Give back only the lines from the one with "Tag each instance of the cloudy" through the last line of the data, exactly as they appear.

## START

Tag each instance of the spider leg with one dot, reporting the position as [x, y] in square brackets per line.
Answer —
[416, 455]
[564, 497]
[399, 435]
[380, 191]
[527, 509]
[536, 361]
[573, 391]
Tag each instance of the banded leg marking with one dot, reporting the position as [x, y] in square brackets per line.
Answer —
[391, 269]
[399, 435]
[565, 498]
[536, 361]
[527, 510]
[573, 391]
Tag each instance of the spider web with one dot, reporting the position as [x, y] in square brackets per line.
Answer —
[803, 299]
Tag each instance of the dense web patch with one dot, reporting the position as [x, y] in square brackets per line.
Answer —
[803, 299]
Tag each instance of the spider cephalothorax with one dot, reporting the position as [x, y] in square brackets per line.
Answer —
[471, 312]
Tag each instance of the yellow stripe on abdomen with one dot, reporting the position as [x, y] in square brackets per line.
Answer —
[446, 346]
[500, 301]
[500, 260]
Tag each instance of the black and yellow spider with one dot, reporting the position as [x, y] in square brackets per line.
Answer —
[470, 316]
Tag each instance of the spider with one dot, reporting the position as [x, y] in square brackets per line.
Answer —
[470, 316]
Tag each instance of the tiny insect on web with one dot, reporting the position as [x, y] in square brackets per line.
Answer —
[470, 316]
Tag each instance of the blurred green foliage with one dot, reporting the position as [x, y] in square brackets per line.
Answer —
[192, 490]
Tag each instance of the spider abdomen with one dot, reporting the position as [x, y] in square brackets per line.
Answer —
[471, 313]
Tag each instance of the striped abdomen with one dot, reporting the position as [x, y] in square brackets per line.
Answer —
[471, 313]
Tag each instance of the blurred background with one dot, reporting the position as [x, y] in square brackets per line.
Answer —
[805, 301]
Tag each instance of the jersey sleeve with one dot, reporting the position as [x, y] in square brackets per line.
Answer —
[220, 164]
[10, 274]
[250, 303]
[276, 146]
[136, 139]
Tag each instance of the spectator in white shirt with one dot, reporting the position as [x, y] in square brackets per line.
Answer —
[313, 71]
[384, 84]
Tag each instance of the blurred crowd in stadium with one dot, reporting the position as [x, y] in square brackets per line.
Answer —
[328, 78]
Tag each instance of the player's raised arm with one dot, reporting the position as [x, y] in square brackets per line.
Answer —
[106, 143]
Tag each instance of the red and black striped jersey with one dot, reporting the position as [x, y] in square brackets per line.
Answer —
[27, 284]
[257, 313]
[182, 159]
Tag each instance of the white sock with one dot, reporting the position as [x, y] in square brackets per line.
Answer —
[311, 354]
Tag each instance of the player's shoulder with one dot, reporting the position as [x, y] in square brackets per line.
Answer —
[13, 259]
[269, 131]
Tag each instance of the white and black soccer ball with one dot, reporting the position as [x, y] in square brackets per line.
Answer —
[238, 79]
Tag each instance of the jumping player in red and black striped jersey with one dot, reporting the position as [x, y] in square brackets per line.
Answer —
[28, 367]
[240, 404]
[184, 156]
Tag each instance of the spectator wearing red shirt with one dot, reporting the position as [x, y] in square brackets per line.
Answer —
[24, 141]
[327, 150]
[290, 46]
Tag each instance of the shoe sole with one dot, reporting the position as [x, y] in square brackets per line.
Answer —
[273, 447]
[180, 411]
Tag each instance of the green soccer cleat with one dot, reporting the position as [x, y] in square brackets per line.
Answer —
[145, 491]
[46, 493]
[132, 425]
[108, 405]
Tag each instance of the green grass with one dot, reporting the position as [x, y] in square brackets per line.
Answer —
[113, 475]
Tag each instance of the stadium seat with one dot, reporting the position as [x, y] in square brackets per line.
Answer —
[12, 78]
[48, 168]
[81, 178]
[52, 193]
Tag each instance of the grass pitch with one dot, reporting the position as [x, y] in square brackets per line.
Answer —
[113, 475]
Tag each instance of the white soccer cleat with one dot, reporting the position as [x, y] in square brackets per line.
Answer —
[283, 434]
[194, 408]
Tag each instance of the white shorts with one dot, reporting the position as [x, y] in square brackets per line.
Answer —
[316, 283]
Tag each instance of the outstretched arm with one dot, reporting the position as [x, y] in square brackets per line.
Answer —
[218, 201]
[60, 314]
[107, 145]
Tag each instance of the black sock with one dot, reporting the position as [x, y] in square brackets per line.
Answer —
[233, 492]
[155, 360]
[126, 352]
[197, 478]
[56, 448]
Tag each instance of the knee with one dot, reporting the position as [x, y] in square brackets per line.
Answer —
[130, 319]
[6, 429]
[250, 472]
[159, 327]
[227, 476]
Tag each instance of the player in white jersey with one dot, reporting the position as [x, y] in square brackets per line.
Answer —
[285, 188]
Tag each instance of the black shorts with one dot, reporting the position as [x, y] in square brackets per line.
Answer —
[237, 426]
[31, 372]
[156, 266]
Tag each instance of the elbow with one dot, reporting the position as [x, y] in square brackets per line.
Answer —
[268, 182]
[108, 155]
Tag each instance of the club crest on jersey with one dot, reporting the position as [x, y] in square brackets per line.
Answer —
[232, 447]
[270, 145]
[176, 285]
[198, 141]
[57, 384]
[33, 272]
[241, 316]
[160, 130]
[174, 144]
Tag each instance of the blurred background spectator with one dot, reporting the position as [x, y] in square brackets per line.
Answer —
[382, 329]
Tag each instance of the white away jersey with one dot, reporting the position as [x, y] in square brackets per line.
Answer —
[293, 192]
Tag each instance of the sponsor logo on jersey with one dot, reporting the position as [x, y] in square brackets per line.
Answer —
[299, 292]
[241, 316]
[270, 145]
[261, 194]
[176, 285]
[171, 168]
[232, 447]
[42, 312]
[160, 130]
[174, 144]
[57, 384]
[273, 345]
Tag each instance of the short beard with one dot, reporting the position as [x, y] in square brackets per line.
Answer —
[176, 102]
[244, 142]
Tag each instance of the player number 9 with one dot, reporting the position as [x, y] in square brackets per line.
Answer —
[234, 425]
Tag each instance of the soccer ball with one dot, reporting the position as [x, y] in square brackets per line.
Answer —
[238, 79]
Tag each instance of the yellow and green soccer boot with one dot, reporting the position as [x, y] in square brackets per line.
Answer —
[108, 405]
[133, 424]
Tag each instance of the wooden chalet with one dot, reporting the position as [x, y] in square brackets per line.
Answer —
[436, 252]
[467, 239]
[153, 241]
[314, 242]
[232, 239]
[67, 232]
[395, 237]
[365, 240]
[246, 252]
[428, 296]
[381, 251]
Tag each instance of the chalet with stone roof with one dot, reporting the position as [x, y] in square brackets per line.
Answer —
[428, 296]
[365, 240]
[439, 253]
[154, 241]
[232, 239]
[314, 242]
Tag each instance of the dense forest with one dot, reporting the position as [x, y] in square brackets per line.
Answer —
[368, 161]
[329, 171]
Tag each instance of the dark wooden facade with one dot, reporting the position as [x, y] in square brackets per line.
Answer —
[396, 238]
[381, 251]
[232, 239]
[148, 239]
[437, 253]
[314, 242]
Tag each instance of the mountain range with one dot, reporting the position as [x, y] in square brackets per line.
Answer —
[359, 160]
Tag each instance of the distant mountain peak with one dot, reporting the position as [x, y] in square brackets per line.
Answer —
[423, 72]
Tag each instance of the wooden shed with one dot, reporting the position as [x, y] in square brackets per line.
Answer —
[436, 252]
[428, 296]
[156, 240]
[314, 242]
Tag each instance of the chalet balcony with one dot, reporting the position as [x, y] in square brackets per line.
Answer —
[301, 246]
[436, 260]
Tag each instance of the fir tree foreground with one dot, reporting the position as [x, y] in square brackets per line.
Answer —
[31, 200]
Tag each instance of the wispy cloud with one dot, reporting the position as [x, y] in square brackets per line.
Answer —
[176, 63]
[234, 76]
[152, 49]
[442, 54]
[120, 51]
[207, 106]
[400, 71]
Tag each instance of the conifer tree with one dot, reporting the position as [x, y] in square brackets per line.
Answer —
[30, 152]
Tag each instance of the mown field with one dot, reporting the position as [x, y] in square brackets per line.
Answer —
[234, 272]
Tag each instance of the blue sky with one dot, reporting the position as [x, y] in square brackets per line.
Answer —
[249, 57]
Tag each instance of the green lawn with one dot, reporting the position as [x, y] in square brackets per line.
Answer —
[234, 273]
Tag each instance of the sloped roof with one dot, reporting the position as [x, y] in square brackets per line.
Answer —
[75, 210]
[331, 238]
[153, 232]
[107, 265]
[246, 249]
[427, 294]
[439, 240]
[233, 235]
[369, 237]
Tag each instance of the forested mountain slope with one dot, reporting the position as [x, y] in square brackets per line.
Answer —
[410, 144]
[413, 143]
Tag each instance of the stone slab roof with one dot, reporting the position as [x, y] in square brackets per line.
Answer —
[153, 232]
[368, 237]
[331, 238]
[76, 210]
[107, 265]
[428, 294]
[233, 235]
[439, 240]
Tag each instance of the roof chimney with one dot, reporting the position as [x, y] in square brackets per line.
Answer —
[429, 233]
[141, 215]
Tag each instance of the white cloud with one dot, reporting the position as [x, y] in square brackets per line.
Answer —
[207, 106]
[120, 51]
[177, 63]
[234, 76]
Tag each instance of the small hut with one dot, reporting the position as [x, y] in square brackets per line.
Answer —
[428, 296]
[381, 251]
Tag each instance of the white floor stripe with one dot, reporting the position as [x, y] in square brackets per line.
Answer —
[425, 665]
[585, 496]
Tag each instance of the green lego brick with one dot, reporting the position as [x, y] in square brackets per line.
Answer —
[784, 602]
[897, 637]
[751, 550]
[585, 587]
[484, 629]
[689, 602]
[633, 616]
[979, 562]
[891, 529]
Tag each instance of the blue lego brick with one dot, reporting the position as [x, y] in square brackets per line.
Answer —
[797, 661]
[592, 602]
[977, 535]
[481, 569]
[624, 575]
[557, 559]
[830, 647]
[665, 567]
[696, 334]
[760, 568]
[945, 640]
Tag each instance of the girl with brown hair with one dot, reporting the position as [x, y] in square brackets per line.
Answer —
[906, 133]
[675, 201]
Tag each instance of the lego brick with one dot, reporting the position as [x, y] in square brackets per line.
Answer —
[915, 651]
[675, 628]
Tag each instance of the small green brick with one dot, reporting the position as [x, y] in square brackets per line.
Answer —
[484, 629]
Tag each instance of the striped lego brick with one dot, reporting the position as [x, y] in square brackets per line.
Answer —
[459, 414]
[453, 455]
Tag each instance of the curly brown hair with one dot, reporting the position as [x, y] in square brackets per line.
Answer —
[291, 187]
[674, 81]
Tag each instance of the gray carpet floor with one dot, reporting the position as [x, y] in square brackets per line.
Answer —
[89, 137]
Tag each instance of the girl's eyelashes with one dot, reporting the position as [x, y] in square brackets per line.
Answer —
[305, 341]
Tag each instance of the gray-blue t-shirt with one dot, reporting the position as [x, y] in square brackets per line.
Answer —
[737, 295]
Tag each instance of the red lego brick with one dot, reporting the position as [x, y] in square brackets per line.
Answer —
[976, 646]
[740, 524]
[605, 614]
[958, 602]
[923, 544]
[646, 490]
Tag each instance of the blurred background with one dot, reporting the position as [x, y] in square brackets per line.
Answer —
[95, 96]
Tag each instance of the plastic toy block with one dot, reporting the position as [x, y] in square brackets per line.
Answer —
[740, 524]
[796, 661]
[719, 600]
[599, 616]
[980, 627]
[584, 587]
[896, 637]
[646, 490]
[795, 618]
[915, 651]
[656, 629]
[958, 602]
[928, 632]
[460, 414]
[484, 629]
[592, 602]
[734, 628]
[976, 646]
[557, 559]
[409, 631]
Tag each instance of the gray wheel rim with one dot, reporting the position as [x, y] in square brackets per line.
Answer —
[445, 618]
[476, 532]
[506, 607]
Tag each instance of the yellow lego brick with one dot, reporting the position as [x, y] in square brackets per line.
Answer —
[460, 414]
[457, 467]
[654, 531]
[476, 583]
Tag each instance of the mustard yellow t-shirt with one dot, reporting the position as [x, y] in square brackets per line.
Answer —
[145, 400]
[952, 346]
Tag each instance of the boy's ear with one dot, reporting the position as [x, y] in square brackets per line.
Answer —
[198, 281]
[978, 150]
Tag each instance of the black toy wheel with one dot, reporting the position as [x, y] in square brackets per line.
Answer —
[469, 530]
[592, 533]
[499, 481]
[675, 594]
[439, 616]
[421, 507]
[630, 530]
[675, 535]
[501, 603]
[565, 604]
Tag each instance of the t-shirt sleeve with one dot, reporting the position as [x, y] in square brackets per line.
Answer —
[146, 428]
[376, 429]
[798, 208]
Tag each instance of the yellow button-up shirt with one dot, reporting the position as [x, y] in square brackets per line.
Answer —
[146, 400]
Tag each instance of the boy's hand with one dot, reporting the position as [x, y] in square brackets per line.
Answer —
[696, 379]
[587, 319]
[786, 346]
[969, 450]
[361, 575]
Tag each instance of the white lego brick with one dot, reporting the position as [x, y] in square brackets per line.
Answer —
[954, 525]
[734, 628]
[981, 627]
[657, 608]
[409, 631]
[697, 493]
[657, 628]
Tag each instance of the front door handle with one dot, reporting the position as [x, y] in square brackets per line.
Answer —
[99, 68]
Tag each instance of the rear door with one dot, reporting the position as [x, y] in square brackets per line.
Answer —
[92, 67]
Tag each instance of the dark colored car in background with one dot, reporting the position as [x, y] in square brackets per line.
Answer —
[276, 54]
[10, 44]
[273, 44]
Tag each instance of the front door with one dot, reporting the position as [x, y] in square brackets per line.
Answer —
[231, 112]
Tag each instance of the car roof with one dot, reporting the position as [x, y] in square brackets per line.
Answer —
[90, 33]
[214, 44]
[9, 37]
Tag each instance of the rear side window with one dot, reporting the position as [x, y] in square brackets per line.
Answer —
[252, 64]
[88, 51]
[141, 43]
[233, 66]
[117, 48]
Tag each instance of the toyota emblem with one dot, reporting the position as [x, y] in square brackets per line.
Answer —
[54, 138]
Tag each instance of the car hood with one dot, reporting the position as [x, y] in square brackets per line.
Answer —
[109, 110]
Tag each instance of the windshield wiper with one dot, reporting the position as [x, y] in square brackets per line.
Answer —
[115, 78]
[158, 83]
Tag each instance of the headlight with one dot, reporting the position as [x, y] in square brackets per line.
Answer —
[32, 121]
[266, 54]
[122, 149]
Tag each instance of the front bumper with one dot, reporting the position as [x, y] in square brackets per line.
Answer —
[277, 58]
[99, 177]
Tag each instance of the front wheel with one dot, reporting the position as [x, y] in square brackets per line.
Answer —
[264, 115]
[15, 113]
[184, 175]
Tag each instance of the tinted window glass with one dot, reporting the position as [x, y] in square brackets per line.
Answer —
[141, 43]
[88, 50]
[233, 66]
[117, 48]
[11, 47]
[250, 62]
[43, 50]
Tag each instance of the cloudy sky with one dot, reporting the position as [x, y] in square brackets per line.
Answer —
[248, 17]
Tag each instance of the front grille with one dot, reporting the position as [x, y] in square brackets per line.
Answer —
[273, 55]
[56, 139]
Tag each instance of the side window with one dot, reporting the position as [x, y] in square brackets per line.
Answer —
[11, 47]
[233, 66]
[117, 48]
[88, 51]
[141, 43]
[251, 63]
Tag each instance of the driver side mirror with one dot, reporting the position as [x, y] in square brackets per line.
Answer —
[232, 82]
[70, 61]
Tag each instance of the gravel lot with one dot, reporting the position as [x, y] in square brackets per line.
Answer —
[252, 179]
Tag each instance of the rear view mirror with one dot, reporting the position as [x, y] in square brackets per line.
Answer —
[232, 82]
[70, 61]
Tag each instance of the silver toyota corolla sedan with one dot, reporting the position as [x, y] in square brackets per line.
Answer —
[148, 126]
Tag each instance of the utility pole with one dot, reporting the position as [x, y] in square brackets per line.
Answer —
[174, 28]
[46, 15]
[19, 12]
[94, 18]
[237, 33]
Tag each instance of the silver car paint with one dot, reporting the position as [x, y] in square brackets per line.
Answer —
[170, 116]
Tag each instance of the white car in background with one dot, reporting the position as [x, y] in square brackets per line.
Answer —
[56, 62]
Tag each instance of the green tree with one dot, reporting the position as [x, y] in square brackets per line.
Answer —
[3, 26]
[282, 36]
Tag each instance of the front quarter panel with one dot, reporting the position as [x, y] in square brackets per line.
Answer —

## END

# [Result]
Tag each instance of the cloudy sky with one dot, reporting the position as [x, y] in square brackets per line.
Answer —
[248, 17]
Tag each instance of the front grille with one dot, reporting the position as [x, y] in square brackets per line.
Answer —
[273, 55]
[56, 139]
Tag each instance of the side window with one dot, reporting the position as [x, y] in square brackets per line.
Answer —
[11, 47]
[233, 66]
[117, 48]
[88, 51]
[141, 43]
[251, 63]
Tag each instance of the driver side mirror with one dot, reporting the position as [x, y] in square brackets per line.
Answer —
[232, 82]
[70, 61]
Tag each instance of the gravel lot with one dot, reporting the position as [x, y] in square brackets per line.
Answer —
[252, 179]
Tag each instance of the rear view mirror with one dot, reporting the position as [x, y] in square brackets per line.
Answer —
[232, 82]
[70, 61]
Tag each instance of the silver toyota corolla sedan with one dot, reporting the position as [x, y] in square brackets per line.
Answer —
[148, 126]
Tag each instance of the utility pole with one dot, reporting the position as [x, y] in square brackets per line.
Answer —
[174, 28]
[46, 15]
[19, 12]
[94, 18]
[237, 33]
Tag each instance of the silver car paint with one dot, reporting the position as [x, y] in square brackets per line.
Answer —
[170, 116]
Tag each instance of the white car in background with one dot, reporting the position as [x, y] in square brackets per line.
Answer —
[56, 62]
Tag each instance of the green tree with one dot, reporting the position as [x, y] in square brackets per line.
Answer —
[3, 26]
[282, 36]
Tag each instance of the front quarter panel with one dot, reporting the position as [x, y] in square brackets per line.
Answer —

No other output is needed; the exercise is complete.